### How to complete this task
Output all of the material exactly; leave out no line.

### Data records
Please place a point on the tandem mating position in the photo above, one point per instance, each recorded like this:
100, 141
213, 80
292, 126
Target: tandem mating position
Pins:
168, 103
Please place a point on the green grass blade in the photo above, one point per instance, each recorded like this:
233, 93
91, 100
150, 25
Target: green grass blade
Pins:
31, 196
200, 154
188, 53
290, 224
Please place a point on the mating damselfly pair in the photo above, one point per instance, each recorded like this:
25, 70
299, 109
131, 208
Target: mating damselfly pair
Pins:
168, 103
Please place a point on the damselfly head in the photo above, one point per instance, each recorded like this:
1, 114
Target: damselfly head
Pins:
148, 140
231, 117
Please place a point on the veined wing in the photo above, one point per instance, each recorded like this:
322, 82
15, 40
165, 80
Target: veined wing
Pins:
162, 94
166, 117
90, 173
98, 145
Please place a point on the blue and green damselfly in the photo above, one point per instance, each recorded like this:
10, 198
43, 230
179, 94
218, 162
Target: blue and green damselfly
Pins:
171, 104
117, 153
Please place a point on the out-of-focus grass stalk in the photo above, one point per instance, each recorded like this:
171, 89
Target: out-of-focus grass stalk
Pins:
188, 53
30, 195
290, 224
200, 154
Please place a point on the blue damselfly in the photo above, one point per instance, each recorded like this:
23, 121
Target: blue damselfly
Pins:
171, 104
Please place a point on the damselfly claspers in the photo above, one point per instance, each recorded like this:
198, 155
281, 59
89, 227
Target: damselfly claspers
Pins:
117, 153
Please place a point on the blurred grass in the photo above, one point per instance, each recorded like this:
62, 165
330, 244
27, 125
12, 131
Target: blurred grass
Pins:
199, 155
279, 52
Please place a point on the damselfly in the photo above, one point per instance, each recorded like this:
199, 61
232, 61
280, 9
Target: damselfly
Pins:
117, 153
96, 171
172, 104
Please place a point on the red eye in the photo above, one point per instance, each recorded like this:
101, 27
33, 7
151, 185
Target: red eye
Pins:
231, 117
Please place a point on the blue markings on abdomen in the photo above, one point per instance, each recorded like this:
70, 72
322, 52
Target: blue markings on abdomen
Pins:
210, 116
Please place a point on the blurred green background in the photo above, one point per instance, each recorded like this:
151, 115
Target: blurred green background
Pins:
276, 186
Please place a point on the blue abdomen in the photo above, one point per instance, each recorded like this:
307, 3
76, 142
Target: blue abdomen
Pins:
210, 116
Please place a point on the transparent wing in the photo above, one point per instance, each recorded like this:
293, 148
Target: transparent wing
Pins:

### Answer space
Please place a point on the tandem mating position in the photo above, one point per instance, each recorded like this:
100, 141
213, 80
292, 126
Target: tandem mating position
Pins:
168, 103
Please place a point on the green grass blade in the photo above, one point per instance, each recorded like this:
233, 93
91, 100
150, 25
Target: green grass blade
Pins:
31, 196
200, 154
188, 53
290, 224
Please place a point on the mating damselfly pair in the photo above, one point per instance, each recorded like this:
25, 70
299, 109
131, 208
Target: mating damselfly pair
Pins:
168, 103
Please place a point on the damselfly head in the photo above, one point per instance, each recorded like this:
1, 114
Target: damselfly head
Pins:
148, 140
231, 117
Please place a point on the veined wing in the photo above, one point per instance, each recorded like this:
322, 82
15, 40
165, 80
Target: veined wing
Pins:
162, 94
166, 117
90, 173
98, 145
Please place a point on the blue and green damselfly in the photo above, one point per instance, each recorded like this:
10, 198
43, 230
179, 94
218, 162
Target: blue and green damselfly
Pins:
171, 104
117, 153
Please place a point on the out-of-focus grass stalk in the photo above, one point per instance, each recorded like this:
171, 89
Target: out-of-focus grass stalk
Pins:
188, 53
30, 195
290, 224
200, 154
Please place a point on the blue damselfly in the photo above, one point per instance, each recorded like this:
23, 121
Target: blue damselfly
Pins:
171, 104
Please place a point on the damselfly claspers in the photo above, one point per instance, each recorded like this:
198, 155
281, 59
89, 227
Target: damselfly claspers
Pins:
117, 153
Please place a point on the blurred grass in the photo above, one point per instance, each recorded like this:
62, 165
330, 244
27, 125
12, 131
Target: blurred grass
Pins:
199, 155
279, 52
Please place a point on the damselfly in the photo above, one point per instance, each recorded like this:
199, 61
232, 61
280, 9
Target: damselfly
Pins:
117, 153
96, 171
172, 104
Please place a point on the red eye in the photo above, one point per instance, each recorded like this:
101, 27
33, 7
151, 185
Target: red eye
Pins:
231, 117
Please place a point on the blue markings on abdomen in the photo above, one point per instance, each recorded like this:
70, 72
322, 52
Target: blue markings on abdomen
Pins:
210, 116
Please place a point on the blurred green background in the photo above, one point per instance, each recorded like this:
151, 115
Target: blurred green background
Pins:
276, 186
Please place a point on the blue abdomen in the photo above, one point per instance, each recorded like this:
307, 3
76, 142
Target: blue abdomen
Pins:
210, 116
Please place a point on the transparent wing in the photo above, one point per instance, each recorded like this:
293, 148
Target: transparent wing
Pins:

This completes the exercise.